The processor 210 may execute computer instructions (program code) and, when executing the instructions, cause the processing device 140 to perform functions of the processing device 140 in accordance with techniques described herein. The computer instructions may include, for example, routines, programs, objects, components, signals, data structures, procedures, modules, and functions, which perform particular functions described herein. In some embodiments, the processor 210 may process data and/or images obtained from the PET scanner 110, the terminal 130, the storage device 150, and/or any other component of the PET system 100. For example, the processor 210 may determine random coincidence events by processing a plurality of single events based on cycle offsets of detector units that detect the plurality of single events. In some embodiments, the processor 210 may include one or more hardware processors, such as a microcontroller, a microprocessor, a reduced instruction set computer (RISC), an application specific integrated circuits (ASICs), an application-specific instruction-set processor (ASIP), a central processing unit (CPU), a graphics processing unit (GPU), a physics processing unit (PPU), a microcontroller unit, a digital signal processor (DSP), a field programmable gate array (FPGA), an advanced RISC machine (ARM), a programmable logic device (PLD), any circuit or processor capable of executing one or more functions, or the like, or any combinations thereof.

Merely for illustration, only one processor is described in the computing device 200. However, it should be noted that the computing device 200 in the present disclosure may also include multiple processors. Thus operations and/or method steps that are performed by one processor as described in the present disclosure may also be jointly or separately performed by the multiple processors. For example, if in the present disclosure the processor of the computing device 200 executes both process A and process B, it should be understood that process A and process B may also be performed by two or more different processors jointly or separately in the computing device 200 (e.g., a first processor executes process A and a second processor executes process B, or the first and second processors jointly execute processes A and B).

The storage 220 may store data/information obtained from the PET scanner 110, the terminal 130, the storage device 150, or any other component of the PET system 100. In some embodiments, the storage 220 may include a mass storage device, removable storage device, a volatile read-and-write memory, a read-only memory (ROM), or the like, or any combination thereof. For example, the mass storage may include a magnetic disk, an optical disk, a solid-state drive, etc. The removable storage may include a flash drive, a floppy disk, an optical disk, a memory card, a zip disk, a magnetic tape, etc. The volatile read-and-write memory may include a random access memory (RAM). The RAM may include a dynamic RAM (DRAM), a double date rate synchronous dynamic RAM (DDR SDRAM), a static RAM (SRAM), a thyristor RAM (T-RAM), and a zero-capacitor RAM (Z-RAM), etc. The ROM may include a mask ROM (MROM), a programmable ROM (PROM), an erasable programmable ROM (PEROM), an electrically erasable programmable ROM (EEPROM), a compact disk ROM (CD-ROM), and a digital versatile disk ROM, etc. In some embodiments, the storage 220 may store one or more programs and/or instructions to perform exemplary methods described in the present disclosure.

DATA FOR REVIEW:

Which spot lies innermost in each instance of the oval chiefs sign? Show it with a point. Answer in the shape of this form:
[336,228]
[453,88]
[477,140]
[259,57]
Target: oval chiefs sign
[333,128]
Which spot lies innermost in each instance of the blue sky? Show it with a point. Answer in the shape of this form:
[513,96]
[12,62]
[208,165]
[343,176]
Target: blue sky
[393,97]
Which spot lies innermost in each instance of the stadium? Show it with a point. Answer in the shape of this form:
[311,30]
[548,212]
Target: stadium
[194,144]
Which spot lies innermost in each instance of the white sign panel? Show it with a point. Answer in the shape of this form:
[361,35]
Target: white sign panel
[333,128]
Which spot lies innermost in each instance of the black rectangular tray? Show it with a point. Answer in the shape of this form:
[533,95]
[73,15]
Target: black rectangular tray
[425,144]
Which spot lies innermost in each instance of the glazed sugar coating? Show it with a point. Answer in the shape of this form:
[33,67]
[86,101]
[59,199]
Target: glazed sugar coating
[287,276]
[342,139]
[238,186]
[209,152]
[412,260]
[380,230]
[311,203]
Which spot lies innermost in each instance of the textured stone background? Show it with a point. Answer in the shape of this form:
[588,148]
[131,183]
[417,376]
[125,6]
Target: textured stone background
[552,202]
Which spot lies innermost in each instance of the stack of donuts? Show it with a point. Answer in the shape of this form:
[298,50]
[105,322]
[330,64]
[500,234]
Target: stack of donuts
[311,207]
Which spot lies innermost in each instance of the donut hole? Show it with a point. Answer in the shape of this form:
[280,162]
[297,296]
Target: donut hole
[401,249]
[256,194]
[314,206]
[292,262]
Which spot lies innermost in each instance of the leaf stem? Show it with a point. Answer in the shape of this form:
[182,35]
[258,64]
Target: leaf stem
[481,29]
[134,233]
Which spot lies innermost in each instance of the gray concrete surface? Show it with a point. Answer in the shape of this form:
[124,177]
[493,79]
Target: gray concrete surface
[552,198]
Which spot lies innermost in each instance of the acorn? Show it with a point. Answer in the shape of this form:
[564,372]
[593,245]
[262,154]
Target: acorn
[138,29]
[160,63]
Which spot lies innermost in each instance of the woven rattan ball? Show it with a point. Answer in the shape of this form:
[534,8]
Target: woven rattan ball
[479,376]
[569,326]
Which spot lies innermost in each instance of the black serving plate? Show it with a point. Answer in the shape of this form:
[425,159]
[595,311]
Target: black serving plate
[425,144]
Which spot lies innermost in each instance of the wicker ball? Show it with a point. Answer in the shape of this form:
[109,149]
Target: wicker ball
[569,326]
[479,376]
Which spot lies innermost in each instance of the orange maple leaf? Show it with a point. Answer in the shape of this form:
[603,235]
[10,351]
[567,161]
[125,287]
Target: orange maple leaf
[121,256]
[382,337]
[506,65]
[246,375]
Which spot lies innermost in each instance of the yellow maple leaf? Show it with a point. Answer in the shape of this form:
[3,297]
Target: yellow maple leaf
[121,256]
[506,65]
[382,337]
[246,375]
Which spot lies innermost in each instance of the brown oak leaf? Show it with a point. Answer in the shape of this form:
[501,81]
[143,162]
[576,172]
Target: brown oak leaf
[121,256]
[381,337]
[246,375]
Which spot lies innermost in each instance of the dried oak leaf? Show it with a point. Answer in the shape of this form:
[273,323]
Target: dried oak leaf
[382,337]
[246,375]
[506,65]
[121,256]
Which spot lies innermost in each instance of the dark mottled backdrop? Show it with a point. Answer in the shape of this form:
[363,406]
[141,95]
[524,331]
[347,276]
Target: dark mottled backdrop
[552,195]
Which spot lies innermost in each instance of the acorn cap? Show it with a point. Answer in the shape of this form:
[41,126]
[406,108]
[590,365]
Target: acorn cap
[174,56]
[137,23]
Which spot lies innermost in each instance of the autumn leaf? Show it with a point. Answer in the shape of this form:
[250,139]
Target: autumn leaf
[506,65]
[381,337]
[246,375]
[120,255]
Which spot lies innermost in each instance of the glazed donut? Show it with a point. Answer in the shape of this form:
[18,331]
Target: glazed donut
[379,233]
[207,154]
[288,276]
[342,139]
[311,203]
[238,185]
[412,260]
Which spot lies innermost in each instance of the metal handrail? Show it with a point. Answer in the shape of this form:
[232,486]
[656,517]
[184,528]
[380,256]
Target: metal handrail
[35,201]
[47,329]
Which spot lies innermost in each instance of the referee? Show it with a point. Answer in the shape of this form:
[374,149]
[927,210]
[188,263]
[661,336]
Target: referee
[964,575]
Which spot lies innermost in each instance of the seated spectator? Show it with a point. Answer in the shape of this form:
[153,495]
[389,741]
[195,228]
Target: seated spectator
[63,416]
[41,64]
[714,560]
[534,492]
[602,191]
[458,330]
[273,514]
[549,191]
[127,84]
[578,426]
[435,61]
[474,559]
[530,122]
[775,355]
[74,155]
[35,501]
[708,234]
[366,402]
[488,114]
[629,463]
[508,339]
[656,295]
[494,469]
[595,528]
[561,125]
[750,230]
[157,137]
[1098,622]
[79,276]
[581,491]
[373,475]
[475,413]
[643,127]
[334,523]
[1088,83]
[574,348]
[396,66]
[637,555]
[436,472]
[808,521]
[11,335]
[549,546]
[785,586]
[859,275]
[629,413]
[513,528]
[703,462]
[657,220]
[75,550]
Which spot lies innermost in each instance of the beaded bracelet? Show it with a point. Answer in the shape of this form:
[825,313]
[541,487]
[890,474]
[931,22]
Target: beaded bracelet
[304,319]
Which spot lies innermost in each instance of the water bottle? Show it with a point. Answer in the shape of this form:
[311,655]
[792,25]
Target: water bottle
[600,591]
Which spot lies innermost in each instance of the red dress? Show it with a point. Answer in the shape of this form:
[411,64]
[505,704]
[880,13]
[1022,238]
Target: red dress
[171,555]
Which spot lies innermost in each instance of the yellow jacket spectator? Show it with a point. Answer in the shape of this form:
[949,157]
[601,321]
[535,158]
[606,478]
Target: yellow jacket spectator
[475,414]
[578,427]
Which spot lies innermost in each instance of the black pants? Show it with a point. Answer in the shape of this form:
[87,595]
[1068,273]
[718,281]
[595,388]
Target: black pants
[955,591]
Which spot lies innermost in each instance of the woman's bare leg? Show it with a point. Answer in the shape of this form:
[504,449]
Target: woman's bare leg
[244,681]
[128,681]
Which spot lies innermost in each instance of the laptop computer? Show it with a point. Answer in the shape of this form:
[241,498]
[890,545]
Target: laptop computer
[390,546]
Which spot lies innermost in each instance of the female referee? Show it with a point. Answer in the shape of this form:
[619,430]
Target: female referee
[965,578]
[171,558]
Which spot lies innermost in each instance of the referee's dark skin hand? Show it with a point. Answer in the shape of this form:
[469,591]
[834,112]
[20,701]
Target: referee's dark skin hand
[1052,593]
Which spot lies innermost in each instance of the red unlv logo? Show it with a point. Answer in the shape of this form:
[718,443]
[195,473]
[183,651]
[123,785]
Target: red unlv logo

TRY IT: Print the PET system passage word for word, starting at the words "Merely for illustration, only" and stopping after "processes A and B).". The records stand apart from the PET system passage and have no connection to it.

SOLVED EXERCISE:
Merely for illustration, only one processor is described in the computing device 200. However, it should be noted that the computing device 200 in the present disclosure may also include multiple processors. Thus operations and/or method steps that are performed by one processor as described in the present disclosure may also be jointly or separately performed by the multiple processors. For example, if in the present disclosure the processor of the computing device 200 executes both process A and process B, it should be understood that process A and process B may also be performed by two or more different processors jointly or separately in the computing device 200 (e.g., a first processor executes process A and a second processor executes process B, or the first and second processors jointly execute processes A and B).